| Document section |
Start

Uh, on Windows it works out of the box, and on major Unices you can
use the universal readline wrapper "rlwrap".
Not reinventing the wheel is a rather smart choice when people are
worrying about bloat (and I do worry about bloat from time to time).

-Alex


From: Sean Woods on
On Dec 14, 2:19 pm, Óscar Fuentes <o...(a)wanadoo.es> wrote:
> "Donal K. Fellows" <donal.k.fell...(a)manchester.ac.uk> writes:
>
> [snip]
>
> > That's one of the *great* things about Tcl, that you can easily extend
> > it with extra functionality through packages, your own code, or
> > through calling external programs.
>
> And how is this different from every other existent programming
> language?
>
> --
> Óscar

I guess to the extent to which I can bend it to my will. ;)

End

| Available data |
Start

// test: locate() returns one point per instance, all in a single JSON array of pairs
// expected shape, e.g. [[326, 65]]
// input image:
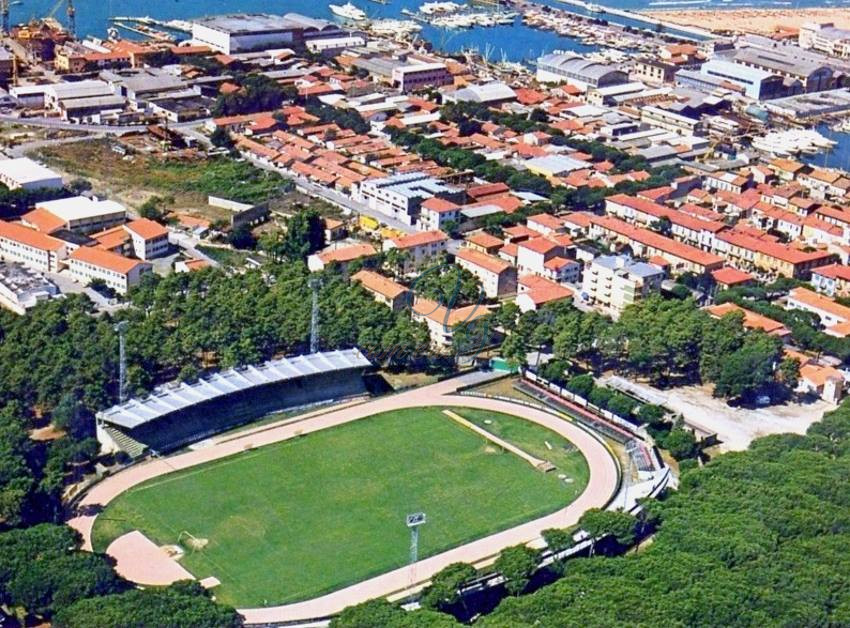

End

| Task details |
Continue the newsgroup discussion about extending Tcl, picking up directly after its final sentence. The material is separate from the Tcl discussion and plays no part in it.

| Result |
From: Sean Woods on
On Dec 13, 7:24 am, Rodericus <sc...(a)web.de> wrote:
> Tk/Tk was my predilect language for small programms, because it was
> minimalistic and expresive, low weight and extensible, lisp and C
> similar, ideal for embedding it in other programms. Now it is getting
> fat and "object oriented" with a lot of unnecesary "features" that
> would belong to extensions for special purpose applications. It is
> getting a "Cool Programming Language (CPL)" for cool people, not any
> more a "Tool Command Language". I think, a splitting and a renaming of
> the cool language to something like Cpl/Tk#++ would have been a much
> better approach. I think this is the result of having very good
> developers not knowing what to do. Please, dont consider this posting
> a flame war provocation: it is my oppinion.
>
> Rodrigo Readi

Popularity and survival are not synonymous. A company is not going to
take 10 years of R&D and re-write it from scratch into something else
simply because it's not en vogue.

(Pause)

Ok, we can all stop laughing.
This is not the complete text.